MuseControlLite: Multifunctional Music Generation with Lightweight Conditioners¶

Conference: ICML 2025
arXiv: 2506.18729
Code: https://MuseControlLite.github.io/web/
Area: Diffusion Models
Keywords: music generation, controllable generation, diffusion transformer, decoupled cross-attention, positional embedding

TL;DR¶

This work proposes MuseControlLite, which introduces Rotary Position Embedding (RoPE) into decoupled cross-attention layers. This enables precise time-varying conditional control for text-to-music generation with only 85M trainable parameters (6.75x fewer than ControlNet), while pioneering unified support for both music attribute control and audio inpainting/outpainting.

Background & Motivation¶

Background: Text-to-music generation models have made significant progress, but there is an increasing user demand for fine-grained control beyond text prompts—specifically, the ability to precisely manipulate time-varying music attributes such as melody, rhythm, and loudness dynamics. Methods like Music ControlNet, JASCO, and DITTO have begun to explore this direction.

Limitations of Prior Work: Current mainstream methods suffer from two core limitations. First, ControlNet-like methods require copying half of the diffusion model as a trainable replica, which involves a massive number of parameters (e.g., Stable Audio Open ControlNet requires 572M trainable parameters), leading to high training and inference costs. Second, existing fine-tuning methods either support only music attribute control (text+attribute) or only audio-conditional control (text+audio), failing to handle both types of conditions simultaneously.

Key Challenge: The contradiction between parameter efficiency and control precision—lightweight fine-tuning often sacrifices control capability, while high-precision control requires a massive number of extra parameters. A deeper issue is that existing methods neglect the positional information of time-varying conditions, making it difficult for the model to accurately align the conditional signals with the temporal positions of the generated content.

Goal: (1) How to achieve high-precision control over time-varying music attributes with minimal trainable parameters? (2) How to unify music attribute control and audio inpainting/outpainting capabilities within a single framework?

Key Insight: The authors observe that text-to-music models rarely use positional embeddings when processing text conditions, whereas time-varying conditions are functions of time, making positional information critical. The decoupled cross-attention mechanism based on IP-Adapter inherently has very few parameters, and introducing appropriate positional embeddings can significantly improve the control precision of time-varying conditions.

Core Idea: Incorporate Rotary Position Embedding (RoPE) into the decoupled cross-attention layers, enabling the lightweight adapter to perceive the temporal positions of time-varying conditions. This achieves superior music control performance with less than 1/7 of ControlNet's parameters.

* [JOBS]:
a) Summarize the text on MuseControlLite in two sentences.
b) Copy word for word the stretch of the text on MuseControlLite from "Key Insight: The" through "of ControlNet's parameters.".

* [ENTRIES SUPPLIED]:

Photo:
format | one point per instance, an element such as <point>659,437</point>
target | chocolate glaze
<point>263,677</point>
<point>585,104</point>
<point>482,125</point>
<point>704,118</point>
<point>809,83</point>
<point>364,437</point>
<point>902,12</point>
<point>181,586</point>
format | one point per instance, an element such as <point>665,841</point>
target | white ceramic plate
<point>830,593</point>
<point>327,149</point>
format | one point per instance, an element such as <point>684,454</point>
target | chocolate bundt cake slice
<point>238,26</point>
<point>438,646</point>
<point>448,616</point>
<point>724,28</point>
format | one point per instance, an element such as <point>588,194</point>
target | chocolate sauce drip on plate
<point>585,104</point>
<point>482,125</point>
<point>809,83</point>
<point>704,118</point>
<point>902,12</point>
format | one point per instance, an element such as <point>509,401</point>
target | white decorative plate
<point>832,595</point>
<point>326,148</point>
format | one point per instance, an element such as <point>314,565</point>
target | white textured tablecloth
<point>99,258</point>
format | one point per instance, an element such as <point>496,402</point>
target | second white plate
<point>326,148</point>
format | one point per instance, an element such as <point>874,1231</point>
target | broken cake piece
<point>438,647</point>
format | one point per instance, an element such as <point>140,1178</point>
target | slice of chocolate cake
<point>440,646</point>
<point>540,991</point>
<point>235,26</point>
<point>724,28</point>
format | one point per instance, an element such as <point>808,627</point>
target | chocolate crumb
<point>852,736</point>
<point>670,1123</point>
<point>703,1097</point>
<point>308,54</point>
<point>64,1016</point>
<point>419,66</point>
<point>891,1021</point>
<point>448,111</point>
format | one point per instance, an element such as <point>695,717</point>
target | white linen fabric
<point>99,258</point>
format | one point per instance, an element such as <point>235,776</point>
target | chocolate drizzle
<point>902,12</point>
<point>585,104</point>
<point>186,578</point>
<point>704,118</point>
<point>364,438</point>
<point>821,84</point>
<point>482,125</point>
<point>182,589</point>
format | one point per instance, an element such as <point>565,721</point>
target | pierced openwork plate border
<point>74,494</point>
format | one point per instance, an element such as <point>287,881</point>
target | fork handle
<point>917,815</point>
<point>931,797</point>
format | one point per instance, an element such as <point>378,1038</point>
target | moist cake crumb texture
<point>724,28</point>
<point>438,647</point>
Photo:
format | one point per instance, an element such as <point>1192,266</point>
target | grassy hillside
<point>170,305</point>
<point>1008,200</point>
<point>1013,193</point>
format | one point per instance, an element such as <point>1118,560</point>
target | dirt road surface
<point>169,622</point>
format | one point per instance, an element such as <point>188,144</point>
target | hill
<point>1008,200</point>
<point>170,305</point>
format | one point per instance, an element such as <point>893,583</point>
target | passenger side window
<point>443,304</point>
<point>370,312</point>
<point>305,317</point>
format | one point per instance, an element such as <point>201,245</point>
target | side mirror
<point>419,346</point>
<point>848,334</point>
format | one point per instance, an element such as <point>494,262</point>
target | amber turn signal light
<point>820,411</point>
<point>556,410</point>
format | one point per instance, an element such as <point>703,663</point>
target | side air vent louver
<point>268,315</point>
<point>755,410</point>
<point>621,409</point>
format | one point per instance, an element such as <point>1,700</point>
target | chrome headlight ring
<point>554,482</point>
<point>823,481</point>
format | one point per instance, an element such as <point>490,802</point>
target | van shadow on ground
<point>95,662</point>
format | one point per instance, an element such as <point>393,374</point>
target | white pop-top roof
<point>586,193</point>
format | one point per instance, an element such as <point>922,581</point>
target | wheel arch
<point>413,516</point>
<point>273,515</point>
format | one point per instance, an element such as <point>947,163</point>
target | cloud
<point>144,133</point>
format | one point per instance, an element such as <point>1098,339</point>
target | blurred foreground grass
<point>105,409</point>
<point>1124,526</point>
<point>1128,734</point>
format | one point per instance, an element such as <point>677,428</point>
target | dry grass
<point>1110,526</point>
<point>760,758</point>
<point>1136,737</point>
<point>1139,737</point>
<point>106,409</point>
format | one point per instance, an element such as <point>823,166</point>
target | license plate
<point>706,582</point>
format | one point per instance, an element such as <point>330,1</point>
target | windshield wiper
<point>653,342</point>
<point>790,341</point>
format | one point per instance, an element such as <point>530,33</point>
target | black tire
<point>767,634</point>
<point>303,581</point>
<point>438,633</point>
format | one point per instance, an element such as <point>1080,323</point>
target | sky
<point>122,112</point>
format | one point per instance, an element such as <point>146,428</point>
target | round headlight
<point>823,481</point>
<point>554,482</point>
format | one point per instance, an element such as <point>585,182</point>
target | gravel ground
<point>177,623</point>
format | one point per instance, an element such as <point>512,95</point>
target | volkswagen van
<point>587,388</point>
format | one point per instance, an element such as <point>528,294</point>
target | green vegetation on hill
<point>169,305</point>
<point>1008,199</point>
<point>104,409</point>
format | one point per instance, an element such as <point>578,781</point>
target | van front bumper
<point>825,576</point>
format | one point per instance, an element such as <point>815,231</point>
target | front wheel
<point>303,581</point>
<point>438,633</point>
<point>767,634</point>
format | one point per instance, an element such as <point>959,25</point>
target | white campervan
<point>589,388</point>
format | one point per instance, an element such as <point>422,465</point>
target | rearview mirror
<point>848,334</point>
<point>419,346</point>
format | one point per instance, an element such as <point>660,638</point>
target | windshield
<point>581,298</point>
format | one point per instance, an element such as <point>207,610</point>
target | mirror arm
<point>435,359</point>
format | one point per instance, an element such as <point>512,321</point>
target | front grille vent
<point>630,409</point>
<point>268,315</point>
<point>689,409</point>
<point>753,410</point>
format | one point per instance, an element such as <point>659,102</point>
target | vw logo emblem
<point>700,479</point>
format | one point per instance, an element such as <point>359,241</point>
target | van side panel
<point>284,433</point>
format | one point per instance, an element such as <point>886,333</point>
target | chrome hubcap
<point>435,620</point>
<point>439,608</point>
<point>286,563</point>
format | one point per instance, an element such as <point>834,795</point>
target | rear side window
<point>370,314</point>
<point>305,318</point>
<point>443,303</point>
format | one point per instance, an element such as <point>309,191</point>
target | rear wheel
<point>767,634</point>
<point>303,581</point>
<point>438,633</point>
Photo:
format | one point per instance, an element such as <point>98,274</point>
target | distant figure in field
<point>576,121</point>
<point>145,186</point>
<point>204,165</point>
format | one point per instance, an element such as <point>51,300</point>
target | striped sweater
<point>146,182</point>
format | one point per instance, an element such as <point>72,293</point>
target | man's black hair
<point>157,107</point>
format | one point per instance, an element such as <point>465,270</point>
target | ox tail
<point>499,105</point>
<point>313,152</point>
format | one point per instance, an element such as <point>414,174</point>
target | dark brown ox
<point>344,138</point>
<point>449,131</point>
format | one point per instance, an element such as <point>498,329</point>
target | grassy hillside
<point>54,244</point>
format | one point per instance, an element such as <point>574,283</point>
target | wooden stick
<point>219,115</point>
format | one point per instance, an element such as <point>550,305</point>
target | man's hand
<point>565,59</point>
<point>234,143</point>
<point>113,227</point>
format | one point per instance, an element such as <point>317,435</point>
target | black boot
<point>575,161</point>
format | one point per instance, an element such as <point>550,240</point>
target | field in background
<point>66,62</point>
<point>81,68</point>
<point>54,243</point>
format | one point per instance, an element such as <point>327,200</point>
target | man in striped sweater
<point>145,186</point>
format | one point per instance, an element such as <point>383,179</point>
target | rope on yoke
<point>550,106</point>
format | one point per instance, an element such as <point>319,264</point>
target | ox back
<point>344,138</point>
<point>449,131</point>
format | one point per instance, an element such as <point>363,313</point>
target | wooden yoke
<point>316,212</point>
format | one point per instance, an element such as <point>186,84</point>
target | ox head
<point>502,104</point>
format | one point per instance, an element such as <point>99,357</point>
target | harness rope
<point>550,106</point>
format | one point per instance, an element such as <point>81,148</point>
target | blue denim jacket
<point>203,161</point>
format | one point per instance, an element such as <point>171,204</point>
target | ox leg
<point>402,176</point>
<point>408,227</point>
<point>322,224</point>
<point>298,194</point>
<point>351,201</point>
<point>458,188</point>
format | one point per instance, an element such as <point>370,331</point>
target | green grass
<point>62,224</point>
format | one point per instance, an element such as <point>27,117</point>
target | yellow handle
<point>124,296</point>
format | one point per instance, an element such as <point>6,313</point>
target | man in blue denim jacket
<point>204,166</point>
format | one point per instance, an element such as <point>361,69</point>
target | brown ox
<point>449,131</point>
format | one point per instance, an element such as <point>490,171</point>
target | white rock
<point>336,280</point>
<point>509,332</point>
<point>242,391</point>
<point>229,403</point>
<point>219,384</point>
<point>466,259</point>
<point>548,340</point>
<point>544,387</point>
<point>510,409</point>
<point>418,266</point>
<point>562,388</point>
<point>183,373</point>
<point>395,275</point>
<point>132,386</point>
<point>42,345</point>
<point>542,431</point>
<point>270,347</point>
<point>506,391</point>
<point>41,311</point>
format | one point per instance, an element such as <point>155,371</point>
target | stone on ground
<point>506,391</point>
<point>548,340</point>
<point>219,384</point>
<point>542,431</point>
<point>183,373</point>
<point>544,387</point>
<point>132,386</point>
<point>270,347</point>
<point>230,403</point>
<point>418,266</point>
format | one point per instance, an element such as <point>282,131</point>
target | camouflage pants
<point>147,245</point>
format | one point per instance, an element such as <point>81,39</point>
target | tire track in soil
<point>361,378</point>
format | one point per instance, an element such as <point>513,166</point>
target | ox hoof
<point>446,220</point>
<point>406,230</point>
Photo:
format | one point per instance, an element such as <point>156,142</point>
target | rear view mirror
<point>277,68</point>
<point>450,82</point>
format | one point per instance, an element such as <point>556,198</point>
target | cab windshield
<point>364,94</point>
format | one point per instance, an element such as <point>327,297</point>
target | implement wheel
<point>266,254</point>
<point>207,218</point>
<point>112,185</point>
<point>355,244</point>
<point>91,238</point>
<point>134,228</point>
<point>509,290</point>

* [LIST OF SOLUTIONS]:
a) MuseControlLite adds Rotary Position Embedding (RoPE) to decoupled cross-attention layers, giving precise time-varying control for text-to-music generation with only 85M trainable parameters, 6.75x fewer than ControlNet. It also supports both music attribute control and audio inpainting/outpainting in a single framework, while existing fine-tuning methods handle only one of these kinds of conditions.

b)
Key Insight: The authors observe that text-to-music models rarely use positional embeddings when processing text conditions, whereas time-varying conditions are functions of time, making positional information critical. The decoupled cross-attention mechanism based on IP-Adapter inherently has very few parameters, and introducing appropriate positional embeddings can significantly improve the control precision of time-varying conditions.

Core Idea: Incorporate Rotary Position Embedding (RoPE) into the decoupled cross-attention layers, enabling the lightweight adapter to perceive the temporal positions of time-varying conditions. This achieves superior music control performance with less than 1/7 of ControlNet's parameters.